● **APPLY WHAT YOU READ**
**1)** Using the excerpt on the maintenance model, decide whether each statement agrees with it, answering yes or no and quoting the words that settle it: (a) The review found no simulation models that could analyze alternative assumptions for mean time between failure. (b) Section four presents the major results from the analysis of the model. (c) Section two describes relationships included in the model.
**2)** Please set down the excerpt on the maintenance model word for word, from "The remainder of" to "management at DuPont.".

● **EXTRACT PROVIDED**
--

To the best of our knowledge, this modeling effort is unique. A review of the literature and internal corporate documents found several examples of simulation models that could be used to analyze the impact of alternative assumptions for mean time between failure and mean time to repair. We found no other models that focus on the dynamic causal relationships that generate these variables.

The remainder of the paper is organized as follows. Section two discusses the puzzle that motivated the construction of the model. Section three describes some of the important relationships included in the model. Section four presents the major results from the analysis of the model. Finally, section five discusses the impact of the modeling project on maintenance management at DuPont.

--

● **DATA RECORDS**

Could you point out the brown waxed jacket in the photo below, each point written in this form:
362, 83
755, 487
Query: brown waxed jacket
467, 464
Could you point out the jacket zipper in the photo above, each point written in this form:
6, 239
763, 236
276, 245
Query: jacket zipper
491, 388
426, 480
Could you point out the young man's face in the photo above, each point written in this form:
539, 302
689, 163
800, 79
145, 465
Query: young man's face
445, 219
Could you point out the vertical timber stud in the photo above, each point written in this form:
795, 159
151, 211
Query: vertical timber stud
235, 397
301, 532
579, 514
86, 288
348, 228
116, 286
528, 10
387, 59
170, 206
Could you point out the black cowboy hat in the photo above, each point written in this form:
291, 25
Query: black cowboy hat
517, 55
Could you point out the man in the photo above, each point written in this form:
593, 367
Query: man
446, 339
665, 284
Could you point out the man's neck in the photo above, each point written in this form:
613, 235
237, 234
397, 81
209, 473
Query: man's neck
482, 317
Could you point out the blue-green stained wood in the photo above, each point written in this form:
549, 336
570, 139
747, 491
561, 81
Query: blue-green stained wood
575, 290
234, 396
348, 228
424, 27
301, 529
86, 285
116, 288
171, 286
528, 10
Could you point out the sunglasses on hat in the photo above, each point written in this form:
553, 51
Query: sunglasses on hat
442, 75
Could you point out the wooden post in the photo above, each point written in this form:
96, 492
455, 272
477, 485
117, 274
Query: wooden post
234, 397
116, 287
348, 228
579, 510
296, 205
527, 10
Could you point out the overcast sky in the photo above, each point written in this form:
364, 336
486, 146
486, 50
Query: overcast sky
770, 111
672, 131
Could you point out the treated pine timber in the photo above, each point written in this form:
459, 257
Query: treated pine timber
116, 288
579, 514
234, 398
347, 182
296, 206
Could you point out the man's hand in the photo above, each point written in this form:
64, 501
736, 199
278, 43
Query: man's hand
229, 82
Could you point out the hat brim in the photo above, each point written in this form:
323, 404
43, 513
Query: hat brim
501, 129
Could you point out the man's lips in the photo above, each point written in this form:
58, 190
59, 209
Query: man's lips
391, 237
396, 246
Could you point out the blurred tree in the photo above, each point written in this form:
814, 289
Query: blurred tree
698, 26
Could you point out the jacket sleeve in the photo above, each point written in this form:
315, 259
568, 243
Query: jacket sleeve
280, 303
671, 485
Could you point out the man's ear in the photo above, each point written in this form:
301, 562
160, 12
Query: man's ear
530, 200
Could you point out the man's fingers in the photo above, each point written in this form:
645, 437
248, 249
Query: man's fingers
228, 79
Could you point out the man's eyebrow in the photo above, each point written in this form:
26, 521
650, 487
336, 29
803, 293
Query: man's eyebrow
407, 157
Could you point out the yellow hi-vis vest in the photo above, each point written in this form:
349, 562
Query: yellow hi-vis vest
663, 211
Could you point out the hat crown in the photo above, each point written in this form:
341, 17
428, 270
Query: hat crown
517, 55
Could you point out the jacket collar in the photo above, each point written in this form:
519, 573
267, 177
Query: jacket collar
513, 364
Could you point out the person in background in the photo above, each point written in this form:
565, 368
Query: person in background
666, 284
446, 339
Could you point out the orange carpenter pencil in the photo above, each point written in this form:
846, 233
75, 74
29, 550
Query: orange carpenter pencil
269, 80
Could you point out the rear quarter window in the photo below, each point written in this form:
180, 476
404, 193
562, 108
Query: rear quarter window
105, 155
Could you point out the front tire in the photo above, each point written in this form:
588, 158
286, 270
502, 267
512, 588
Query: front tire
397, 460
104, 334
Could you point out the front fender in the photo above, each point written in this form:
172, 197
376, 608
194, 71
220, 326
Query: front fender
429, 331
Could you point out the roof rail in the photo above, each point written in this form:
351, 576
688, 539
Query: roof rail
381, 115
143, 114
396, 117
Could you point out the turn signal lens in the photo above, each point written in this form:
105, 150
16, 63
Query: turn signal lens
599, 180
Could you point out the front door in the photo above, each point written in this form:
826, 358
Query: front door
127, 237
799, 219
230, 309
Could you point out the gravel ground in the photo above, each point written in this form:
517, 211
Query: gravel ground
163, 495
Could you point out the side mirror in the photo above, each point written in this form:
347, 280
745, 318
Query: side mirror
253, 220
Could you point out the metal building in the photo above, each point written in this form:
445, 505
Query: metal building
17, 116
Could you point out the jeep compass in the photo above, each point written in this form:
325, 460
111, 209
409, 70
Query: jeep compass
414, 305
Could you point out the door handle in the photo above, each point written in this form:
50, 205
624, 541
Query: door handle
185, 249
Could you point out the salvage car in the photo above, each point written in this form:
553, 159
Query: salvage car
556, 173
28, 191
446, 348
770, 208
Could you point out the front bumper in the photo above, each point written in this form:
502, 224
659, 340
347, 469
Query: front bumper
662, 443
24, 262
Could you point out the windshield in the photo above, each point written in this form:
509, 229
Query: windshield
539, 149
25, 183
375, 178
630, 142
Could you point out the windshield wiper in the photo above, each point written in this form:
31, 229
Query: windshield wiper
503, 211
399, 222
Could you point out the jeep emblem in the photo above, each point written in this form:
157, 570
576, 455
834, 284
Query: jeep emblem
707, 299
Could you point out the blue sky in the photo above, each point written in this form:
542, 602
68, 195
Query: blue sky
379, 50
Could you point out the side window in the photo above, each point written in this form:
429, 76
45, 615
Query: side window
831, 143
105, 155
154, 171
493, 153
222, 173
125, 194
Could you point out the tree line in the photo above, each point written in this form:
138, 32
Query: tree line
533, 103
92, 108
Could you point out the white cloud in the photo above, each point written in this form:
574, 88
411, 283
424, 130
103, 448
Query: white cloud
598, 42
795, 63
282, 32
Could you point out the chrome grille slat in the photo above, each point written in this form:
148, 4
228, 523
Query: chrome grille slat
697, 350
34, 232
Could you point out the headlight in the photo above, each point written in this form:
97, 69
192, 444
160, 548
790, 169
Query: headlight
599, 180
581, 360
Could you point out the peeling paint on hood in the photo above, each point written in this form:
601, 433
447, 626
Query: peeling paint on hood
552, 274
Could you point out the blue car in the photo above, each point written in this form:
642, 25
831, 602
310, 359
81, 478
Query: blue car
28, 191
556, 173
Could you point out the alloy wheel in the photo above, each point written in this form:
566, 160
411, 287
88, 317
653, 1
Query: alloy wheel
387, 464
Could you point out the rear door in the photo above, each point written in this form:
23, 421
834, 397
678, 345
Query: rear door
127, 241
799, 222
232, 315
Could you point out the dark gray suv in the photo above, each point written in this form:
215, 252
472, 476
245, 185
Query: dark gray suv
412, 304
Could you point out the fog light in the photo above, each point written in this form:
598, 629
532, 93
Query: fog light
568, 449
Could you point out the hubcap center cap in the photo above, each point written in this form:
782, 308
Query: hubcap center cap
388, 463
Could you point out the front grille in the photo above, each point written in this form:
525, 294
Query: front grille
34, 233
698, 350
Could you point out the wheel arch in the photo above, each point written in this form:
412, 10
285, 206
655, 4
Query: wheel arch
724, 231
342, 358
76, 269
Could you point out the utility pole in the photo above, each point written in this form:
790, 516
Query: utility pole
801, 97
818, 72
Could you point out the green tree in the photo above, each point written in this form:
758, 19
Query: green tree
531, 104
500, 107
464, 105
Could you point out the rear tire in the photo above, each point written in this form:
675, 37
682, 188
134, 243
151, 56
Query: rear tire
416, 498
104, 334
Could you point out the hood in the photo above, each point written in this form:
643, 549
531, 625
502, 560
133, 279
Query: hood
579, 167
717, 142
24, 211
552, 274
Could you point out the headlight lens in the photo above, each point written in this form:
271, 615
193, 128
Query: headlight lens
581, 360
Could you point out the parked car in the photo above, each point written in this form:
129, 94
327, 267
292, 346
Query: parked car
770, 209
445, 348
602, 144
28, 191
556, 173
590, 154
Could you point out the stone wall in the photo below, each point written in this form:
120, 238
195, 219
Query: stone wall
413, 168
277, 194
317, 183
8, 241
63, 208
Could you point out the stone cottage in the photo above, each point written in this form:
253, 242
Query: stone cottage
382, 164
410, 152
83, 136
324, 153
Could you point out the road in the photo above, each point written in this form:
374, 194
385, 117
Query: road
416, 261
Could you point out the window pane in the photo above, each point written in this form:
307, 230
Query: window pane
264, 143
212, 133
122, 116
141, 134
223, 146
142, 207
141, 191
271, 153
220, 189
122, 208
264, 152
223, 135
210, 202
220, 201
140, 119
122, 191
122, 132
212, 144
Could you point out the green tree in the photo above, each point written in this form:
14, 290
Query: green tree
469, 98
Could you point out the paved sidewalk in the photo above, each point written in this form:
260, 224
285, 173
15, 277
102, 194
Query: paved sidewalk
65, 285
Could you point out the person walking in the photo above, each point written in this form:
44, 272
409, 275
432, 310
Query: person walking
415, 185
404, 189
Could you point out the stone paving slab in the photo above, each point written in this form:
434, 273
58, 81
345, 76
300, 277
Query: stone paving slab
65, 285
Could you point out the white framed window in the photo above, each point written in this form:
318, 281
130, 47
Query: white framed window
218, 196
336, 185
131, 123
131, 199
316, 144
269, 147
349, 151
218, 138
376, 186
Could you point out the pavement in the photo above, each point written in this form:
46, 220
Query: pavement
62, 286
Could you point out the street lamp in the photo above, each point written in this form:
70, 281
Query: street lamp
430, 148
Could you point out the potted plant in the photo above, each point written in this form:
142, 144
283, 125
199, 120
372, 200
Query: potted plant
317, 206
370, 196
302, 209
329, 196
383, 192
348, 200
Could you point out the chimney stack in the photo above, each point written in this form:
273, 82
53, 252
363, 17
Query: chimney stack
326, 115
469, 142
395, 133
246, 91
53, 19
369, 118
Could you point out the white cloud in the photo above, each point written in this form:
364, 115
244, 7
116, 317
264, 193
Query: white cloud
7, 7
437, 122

--

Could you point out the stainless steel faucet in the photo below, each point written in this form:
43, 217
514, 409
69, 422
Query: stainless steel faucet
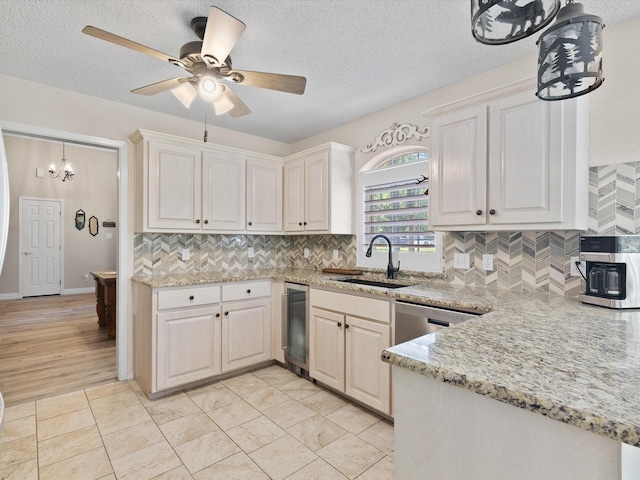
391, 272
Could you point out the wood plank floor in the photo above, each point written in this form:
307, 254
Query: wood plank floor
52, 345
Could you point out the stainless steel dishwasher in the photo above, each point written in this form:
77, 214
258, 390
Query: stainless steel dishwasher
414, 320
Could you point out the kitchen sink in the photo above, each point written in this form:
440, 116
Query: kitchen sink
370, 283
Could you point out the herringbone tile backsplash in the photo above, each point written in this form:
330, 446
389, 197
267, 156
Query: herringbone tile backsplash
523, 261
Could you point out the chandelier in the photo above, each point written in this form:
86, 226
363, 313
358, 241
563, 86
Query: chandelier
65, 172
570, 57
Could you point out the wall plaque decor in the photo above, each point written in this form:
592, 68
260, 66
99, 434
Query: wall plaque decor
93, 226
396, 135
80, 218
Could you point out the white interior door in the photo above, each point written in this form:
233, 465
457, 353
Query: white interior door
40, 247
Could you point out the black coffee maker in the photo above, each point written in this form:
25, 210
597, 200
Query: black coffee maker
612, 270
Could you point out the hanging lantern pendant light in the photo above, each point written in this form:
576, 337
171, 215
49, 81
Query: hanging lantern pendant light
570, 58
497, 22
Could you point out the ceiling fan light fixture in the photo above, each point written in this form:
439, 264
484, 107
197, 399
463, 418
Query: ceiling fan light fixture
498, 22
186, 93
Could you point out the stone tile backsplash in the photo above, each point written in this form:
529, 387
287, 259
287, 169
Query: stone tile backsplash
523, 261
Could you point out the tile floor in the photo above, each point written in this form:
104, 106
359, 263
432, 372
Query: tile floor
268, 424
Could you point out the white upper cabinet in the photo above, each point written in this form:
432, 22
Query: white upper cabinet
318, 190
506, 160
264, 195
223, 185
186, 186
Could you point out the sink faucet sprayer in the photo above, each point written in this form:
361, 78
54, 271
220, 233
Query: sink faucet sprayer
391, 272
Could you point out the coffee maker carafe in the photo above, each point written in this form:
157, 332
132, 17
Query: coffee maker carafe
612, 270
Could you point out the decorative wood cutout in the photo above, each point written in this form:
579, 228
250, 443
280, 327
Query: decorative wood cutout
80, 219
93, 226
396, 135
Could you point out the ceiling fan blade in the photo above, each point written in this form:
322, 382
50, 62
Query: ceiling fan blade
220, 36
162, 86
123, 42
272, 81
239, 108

--

● **PER-TASK OUTPUTS**
**1)**
(a) No: "found several examples of simulation models that could be used to analyze the impact of alternative assumptions for mean time between failure and mean time to repair"
(b) Yes: "Section four presents the major results from the analysis of the model."
(c) No: "Section two discusses the puzzle that motivated the construction of the model."

**2)**
The remainder of the paper is organized as follows. Section two discusses the puzzle that motivated the construction of the model. Section three describes some of the important relationships included in the model. Section four presents the major results from the analysis of the model. Finally, section five discusses the impact of the modeling project on maintenance management at DuPont.